### PERMINTAAN 1
Kutip dari tulisan tentang BUMN bagian yang dimulai dari "Myrna Fitria" hingga "kemajuan negara kita.".
### PERMINTAAN 2
Tolong sebutkan semua pihak yang menurut tulisan tentang BUMN dirugikan.

### TEKS DITAMPILKAN
Lihat ke Halaman Asli

Myrna Fitria

Aku Berfikir dan Aku Berasa

Akhlak Anda di Mana?

Diperbarui: 13 Januari 2020   22:30

Kompasiana adalah platform blog. Konten ini menjadi tanggung jawab bloger dan tidak mewakili pandangan redaksi Kompas.

Melihat pertunjukan di media masa mengenai kinerja BUMN belakangan membuat prihatin. Mulai dari dugaan window dressing / memoles laporan keuangan, pencitraan lebay, hingga perbuatan tercela para oknum manajemen yang semuanya merugikan masyarakat dan negara serta karyawan BUMN sendiri. Biarlah proses itu menjadi tugas yang berwenang, tulisan ini sekedar pandangan pribadi sehubungan dengan kepedulian terhadap kemajuan negara kita. 

Saya pernah berdiskusi dengan beberapa veteran senior BUMN yang sudah makan asam garam pengalaman di dunia Birokrasi BUMN. Saya pikir BUMN lebih tepat disebut dunia Birokrasi, bukan dunia Profesional. Pertanyaan saya kepada mereka intinya adalah, apakah worth it bagi kaum profesional, khususnya milenial, yang berniat ingin ikut contribute buat negaranya, bekerja di BUMN atau Pemerintahan?

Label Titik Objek
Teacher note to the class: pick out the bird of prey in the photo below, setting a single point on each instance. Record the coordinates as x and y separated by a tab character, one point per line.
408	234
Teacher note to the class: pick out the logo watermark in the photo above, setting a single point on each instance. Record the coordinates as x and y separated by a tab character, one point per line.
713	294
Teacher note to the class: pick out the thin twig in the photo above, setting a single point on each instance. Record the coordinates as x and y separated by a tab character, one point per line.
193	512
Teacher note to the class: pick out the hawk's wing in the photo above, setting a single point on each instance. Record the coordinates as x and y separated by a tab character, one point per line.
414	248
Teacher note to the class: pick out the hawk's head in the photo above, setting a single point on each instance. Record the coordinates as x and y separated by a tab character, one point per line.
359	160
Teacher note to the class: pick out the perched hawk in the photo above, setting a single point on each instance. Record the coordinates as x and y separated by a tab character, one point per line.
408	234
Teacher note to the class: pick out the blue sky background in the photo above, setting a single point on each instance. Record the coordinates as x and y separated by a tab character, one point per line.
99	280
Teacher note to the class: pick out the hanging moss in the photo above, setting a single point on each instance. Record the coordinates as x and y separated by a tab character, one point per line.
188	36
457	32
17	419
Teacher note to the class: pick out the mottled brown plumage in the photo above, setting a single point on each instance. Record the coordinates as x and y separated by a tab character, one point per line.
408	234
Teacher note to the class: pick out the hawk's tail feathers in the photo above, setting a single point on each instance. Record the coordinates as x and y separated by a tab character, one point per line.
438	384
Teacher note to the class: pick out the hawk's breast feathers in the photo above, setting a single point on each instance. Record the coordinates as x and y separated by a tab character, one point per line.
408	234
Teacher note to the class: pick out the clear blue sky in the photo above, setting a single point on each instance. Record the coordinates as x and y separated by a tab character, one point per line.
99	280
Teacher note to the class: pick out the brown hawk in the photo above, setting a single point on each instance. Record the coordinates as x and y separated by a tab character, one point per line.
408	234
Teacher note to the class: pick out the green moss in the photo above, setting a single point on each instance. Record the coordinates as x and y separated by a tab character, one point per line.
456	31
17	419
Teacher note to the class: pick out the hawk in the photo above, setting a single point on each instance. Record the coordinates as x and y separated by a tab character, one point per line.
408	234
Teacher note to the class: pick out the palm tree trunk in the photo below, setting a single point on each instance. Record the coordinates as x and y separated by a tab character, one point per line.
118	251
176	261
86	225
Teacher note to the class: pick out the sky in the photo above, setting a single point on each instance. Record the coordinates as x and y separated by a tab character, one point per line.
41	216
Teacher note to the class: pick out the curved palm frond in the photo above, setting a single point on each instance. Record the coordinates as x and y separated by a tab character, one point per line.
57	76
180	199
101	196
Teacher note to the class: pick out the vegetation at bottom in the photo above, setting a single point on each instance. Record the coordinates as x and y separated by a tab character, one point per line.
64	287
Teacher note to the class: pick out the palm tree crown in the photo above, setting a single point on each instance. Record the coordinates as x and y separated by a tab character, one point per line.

### HASIL AKHIR 1
Myrna Fitria

Aku Berfikir dan Aku Berasa

Akhlak Anda di Mana?

Diperbarui: 13 Januari 2020   22:30

Kompasiana adalah platform blog. Konten ini menjadi tanggung jawab bloger dan tidak mewakili pandangan redaksi Kompas.

Melihat pertunjukan di media masa mengenai kinerja BUMN belakangan membuat prihatin. Mulai dari dugaan window dressing / memoles laporan keuangan, pencitraan lebay, hingga perbuatan tercela para oknum manajemen yang semuanya merugikan masyarakat dan negara serta karyawan BUMN sendiri. Biarlah proses itu menjadi tugas yang berwenang, tulisan ini sekedar pandangan pribadi sehubungan dengan kepedulian terhadap kemajuan negara kita.

### HASIL AKHIR 2
- masyarakat
- negara
- karyawan BUMN